## [Problem details]
Restate the data below word for word, and let no image into your version.

## [Input for this task]
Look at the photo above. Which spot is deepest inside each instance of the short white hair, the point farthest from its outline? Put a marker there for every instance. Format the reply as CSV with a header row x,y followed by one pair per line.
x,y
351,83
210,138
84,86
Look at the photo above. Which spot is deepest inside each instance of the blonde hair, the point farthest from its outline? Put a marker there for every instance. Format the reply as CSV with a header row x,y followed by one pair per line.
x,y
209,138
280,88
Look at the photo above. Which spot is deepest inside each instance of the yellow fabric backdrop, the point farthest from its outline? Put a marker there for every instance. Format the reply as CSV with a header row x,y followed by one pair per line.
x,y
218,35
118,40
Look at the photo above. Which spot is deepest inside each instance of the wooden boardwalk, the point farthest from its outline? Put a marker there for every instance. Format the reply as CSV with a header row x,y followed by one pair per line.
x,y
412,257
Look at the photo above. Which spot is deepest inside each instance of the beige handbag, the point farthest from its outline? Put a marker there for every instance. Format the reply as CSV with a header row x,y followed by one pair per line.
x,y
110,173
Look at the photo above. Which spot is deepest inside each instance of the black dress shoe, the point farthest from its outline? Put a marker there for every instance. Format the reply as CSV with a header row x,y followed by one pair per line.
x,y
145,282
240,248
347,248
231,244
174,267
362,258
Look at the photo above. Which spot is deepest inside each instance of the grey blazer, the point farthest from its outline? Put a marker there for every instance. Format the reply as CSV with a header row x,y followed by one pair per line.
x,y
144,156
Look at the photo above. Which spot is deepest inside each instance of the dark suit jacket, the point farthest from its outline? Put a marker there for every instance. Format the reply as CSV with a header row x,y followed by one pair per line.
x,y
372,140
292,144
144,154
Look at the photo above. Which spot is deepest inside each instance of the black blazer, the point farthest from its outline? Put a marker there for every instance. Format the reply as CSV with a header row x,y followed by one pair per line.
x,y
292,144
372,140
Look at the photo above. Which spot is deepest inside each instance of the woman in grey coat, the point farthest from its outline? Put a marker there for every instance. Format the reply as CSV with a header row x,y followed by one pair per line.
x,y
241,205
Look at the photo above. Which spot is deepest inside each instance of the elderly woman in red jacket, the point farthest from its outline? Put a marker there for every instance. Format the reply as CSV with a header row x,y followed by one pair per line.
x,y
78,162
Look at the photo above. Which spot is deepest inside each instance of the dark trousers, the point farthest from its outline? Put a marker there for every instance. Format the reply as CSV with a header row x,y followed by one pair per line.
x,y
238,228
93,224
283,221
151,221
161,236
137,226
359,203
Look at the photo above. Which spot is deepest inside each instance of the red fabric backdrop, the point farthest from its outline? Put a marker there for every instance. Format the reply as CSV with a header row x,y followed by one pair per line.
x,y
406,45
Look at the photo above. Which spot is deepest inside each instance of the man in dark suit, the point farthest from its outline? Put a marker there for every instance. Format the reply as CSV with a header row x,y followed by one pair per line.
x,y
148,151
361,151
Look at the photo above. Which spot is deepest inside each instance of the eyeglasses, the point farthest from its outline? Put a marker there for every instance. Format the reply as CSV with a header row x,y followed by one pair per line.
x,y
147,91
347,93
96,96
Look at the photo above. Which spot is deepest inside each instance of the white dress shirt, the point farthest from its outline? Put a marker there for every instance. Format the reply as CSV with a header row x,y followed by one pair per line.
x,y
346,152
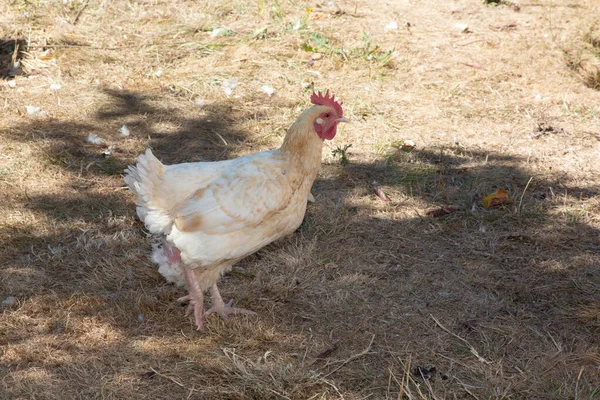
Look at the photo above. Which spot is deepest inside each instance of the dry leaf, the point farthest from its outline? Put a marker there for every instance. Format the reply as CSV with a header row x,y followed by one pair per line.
x,y
440,212
500,198
379,191
327,353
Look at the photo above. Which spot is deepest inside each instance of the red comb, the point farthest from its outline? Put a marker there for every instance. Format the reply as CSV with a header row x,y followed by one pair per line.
x,y
319,99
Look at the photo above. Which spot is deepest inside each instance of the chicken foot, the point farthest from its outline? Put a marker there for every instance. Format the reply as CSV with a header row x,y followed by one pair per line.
x,y
219,306
195,297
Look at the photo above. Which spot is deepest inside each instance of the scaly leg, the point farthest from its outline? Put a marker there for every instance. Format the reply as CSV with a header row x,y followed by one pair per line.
x,y
195,298
224,310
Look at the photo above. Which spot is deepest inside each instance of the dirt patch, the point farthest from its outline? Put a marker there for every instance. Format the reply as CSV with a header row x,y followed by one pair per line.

## [Answer to this exercise]
Look at the photo above. Which spot is deepest inside each instance of the short white hair, the point farthest from its outline? Put a marker there for every instance. Format the reply as CSV with a header row x,y followed by one pair per line.
x,y
351,83
210,138
84,86
Look at the photo above. Which spot is deepest inside each instance of the blonde hair, the point farthest from its outline? Put a marker there for every instance. Format the reply as CSV with a header row x,y followed by one pair per line.
x,y
209,138
280,88
Look at the photo above. Which spot is deepest inside each instance of the yellow fabric backdrop, the point farthest from its outline? Put a marker there for every instance. Format the reply as CSV with a header row x,y followed by one pair per line.
x,y
218,35
118,40
Look at the photo above. Which spot is deepest inside each instance of the wooden boardwalk, the point farthest from its outline? Put a marker there for every instance. Format the reply as CSV with a header row x,y followed by one pair per line.
x,y
412,257
Look at the photo above. Which spot is deepest inside each instance of the beige handbag, the point farthest from its outline? Put a marker there for every instance. Format the reply as CSV with a header row x,y followed by one pair per line.
x,y
110,173
Look at the photo above. Which spot is deepest inside each instance of the black dress shoe, the point farthest from its outline? Put a marker there for every instance. Format the reply as CSV with a header row x,y followed by one pair per line.
x,y
145,282
240,248
347,248
231,244
174,267
362,258
Look at the photo above. Which spot is deepest inside each instance of the grey blazer, the point farthest from its outline? Put a marker there for every instance. Format the reply as CSV with a header row x,y followed by one pair per line.
x,y
144,156
Look at the photo above. Which spot is deepest inside each instance of the dark suit jacket, the point farthest from its outline? Put a marker there for every instance. Format the reply as CSV with a header row x,y followed by one pair per line.
x,y
372,140
292,144
144,154
Look at the photo above. Which spot is deepest inside each instance of the black blazer, the point farthest from its outline? Put a marker there for every instance. Format the reply as CSV with a header row x,y followed by one pair per line.
x,y
292,144
372,140
Look at the photo above. Which spot is deepest inside each instance of the woman in grey coat, the point farthest from its outline? Put a marker there for every instance. Format the reply as CSV with a header row x,y followed by one pair per line.
x,y
241,205
Look at the photo above. Which spot is deepest inside each instance of the elderly woman in red jacket, the point farthest from its outline? Put a marker there for every instance. Format the reply as CSV with a header row x,y followed by one pair per line.
x,y
78,162
Look at the photo above. Which spot is deepest inside each instance of the dark trousers, the point farthest from its outline? Put a marker there for every instance. Format the reply as CSV with a header row x,y followed by one pair per line.
x,y
238,228
93,224
283,221
151,221
161,236
137,226
359,203
Look at the photo above. Which spot is deepest inside each instance of the red fabric backdrop, the point farthest from its outline? Put a marker there for every instance. Format the reply as CSV with a header row x,y followed by one pair per line.
x,y
406,45
Look at the photo above. Which spot is deepest inside each instance of the man in dark suit, the point farthest from its outline? Put a marker there for every instance. Format the reply as CSV with a header row x,y followed by one pair per line.
x,y
148,151
361,151
Look at the photo above. Which spot is deepest inside each instance of the eyeglasses, the point farthest from its outline? Put a marker there for every instance. Format the reply as CSV with a header row x,y followed by one pair per line.
x,y
147,91
347,93
96,96
Look at the photo above. Which spot is deepest inside each instance of the white dress shirt, the point farthest from its outline? Put a marker there for every instance. Format the reply as CSV with a header row x,y followed by one pair per line.
x,y
346,152
Look at the photo above. Which spot is deepest inside each instance of the dry leaf, the point farthest from its outline? Put a marker there for every instance. Format the reply as CSV with a header row x,y followed by one pair per line.
x,y
440,212
500,198
379,191
327,353
Look at the photo above. Which spot is deepest inside each instance of the red comb, the point farthest from its outline? Put a marker there for every instance. Format the reply as CSV with a header row x,y followed by one pair per line.
x,y
319,99
Look at the photo above. Which spot is deepest inside each instance of the chicken foot, the point farthest from its outline? Put a marker there for every instance. Format the reply as CSV with a header row x,y followed by one pair per line.
x,y
219,306
195,297
Look at the photo above. Which spot is deepest inside each instance of the scaly leg, the point farthest from its outline? Put a marker there for every instance. Format the reply as CSV with a header row x,y followed by one pair per line.
x,y
195,298
224,310
Look at the photo above. Which spot is deepest inside each instance of the dirt patch, the point farthest from its outline? Put a marker there for every instance. Format the reply as CSV with a header row x,y followed by one pair per line.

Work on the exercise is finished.